> _Text segment_:

Tutorial: Elasticsearch Snapshot Lifecycle Management (SLM)

Let’s face it, nothing is perfect. The better we architect our systems, though, the more near-perfect they become. But even so, someday, something is likely to go wrong, despite our best effort. Part of preparing for the unexpected is regularly backing up our data to help us recover from eventual failures and this tutorial explains how to use the Elasticsearch Snapshot feature to automatically backup important data.

Snapshot Lifecycle Management, or SLM, as we’ll refer to it in this course, helps us fully automate backups of our Elasticsearch clusters and indices.

We can set up policies to instruct SLM when to backup, how often, and how long to keep each snapshot around before automatically deleting it.

To experiment with Elasticsearch Snapshot Lifecycle Management we’ll need to:

  1. Set up a repository where the snapshots can be stored
  2. Configure repository in our Elasticsearch cluster
  3. Define the SLM policy to automate snapshot creation and deletion
  4. Test the policy to see if we registered it correctly and works as expected

The steps we will take are easy to understand, once we break them down the basic actions.

 

1. Set Up a Repository

A repository is simply a place to save files and directories, just as you would on your local hard-drive. Elasticsearch uses repositories to store its snapshots.

The first type we’ll explore is the shared file system repository. In our exercise, since we’re working with a single node, this will be easy. However, when multiple nodes are involved, we would have to configure them to access the same filesystem, possibly located on another server.

> _Task 1_:
Decide whether each statement agrees with the SLM tutorial, answering yes or no and quoting the words of the tutorial that settle it: (a) SLM policies can make snapshots be deleted automatically. (b) The exercise is carried out on several nodes. (c) The first repository type examined is the shared file system repository.
> _Task 2_:
According to the SLM tutorial, what does Elasticsearch use repositories for?
> _Task 3_:
List every step that the SLM tutorial says is needed to experiment with Elasticsearch Snapshot Lifecycle Management.
The listing after this text was taken from a separate source.

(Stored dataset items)
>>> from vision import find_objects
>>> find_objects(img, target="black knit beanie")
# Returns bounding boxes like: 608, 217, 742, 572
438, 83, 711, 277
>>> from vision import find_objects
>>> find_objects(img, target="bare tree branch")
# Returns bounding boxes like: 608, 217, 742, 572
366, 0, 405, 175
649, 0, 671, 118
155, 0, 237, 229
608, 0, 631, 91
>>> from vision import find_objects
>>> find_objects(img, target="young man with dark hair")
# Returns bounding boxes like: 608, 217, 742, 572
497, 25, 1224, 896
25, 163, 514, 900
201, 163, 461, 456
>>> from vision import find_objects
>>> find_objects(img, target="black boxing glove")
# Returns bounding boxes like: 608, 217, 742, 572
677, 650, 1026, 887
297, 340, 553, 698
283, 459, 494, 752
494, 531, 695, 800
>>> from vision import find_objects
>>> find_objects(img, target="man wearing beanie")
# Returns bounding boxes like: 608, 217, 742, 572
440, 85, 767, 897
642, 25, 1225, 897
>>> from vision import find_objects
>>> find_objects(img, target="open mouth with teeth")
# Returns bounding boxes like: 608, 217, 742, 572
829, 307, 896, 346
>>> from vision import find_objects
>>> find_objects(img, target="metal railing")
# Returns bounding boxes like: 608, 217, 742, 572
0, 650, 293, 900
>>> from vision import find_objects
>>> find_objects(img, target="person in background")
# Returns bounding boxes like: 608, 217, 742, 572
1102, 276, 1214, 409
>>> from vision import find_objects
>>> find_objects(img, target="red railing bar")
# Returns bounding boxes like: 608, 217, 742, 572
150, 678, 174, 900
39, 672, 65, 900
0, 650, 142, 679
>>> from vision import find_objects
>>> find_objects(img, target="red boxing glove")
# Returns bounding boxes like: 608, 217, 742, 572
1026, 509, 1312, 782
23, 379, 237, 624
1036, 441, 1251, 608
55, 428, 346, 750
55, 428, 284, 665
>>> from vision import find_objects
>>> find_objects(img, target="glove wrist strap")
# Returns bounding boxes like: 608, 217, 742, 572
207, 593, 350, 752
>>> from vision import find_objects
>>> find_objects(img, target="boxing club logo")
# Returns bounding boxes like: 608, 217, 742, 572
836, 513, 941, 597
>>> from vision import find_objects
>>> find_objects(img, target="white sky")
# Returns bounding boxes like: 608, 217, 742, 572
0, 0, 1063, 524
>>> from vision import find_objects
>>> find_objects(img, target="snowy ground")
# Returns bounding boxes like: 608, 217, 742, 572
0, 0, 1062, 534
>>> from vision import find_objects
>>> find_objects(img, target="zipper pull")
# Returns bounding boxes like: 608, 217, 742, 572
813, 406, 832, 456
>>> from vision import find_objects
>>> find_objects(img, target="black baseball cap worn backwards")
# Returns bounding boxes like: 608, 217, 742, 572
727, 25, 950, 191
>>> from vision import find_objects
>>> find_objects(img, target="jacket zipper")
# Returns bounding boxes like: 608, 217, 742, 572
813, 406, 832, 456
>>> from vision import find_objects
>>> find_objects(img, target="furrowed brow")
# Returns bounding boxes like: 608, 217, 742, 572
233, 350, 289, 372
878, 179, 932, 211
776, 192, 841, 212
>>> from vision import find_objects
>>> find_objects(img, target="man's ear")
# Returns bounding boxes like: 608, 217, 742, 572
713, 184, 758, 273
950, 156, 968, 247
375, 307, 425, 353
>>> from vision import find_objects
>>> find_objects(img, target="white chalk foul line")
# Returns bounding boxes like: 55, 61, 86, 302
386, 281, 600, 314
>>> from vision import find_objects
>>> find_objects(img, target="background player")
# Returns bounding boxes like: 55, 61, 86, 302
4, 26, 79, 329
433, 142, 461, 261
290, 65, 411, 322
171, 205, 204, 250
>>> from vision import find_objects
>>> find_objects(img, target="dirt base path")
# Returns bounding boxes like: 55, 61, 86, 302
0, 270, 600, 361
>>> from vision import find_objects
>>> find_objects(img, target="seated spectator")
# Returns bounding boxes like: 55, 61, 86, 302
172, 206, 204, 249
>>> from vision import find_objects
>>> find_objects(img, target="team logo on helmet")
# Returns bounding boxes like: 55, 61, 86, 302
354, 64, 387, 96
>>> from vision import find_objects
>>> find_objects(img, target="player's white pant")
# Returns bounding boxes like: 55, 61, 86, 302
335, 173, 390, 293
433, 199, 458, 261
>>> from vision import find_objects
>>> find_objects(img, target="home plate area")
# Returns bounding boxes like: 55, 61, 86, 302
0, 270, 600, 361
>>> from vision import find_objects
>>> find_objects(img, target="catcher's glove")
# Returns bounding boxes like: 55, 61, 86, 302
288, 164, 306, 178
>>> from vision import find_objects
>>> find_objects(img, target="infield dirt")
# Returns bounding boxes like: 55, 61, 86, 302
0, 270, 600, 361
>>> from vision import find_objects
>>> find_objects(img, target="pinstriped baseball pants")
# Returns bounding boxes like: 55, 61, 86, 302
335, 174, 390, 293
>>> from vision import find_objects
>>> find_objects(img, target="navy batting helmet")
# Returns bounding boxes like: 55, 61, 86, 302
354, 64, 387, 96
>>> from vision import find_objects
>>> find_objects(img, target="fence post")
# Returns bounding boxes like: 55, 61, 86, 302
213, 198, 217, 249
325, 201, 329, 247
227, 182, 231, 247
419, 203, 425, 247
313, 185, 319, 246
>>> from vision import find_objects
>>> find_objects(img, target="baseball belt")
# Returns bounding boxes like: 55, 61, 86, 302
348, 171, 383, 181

> _Full output 1_:
(a) Yes: "how long to keep each snapshot around before automatically deleting it."
(b) No: "since we’re working with a single node"
(c) Yes: "The first type we’ll explore is the shared file system repository."

> _Full output 2_:
Elasticsearch uses repositories to store its snapshots.

> _Full output 3_:
1. Set up a repository where the snapshots can be stored
2. Configure repository in our Elasticsearch cluster
3. Define the SLM policy to automate snapshot creation and deletion
4. Test the policy to see if we registered it correctly and works as expected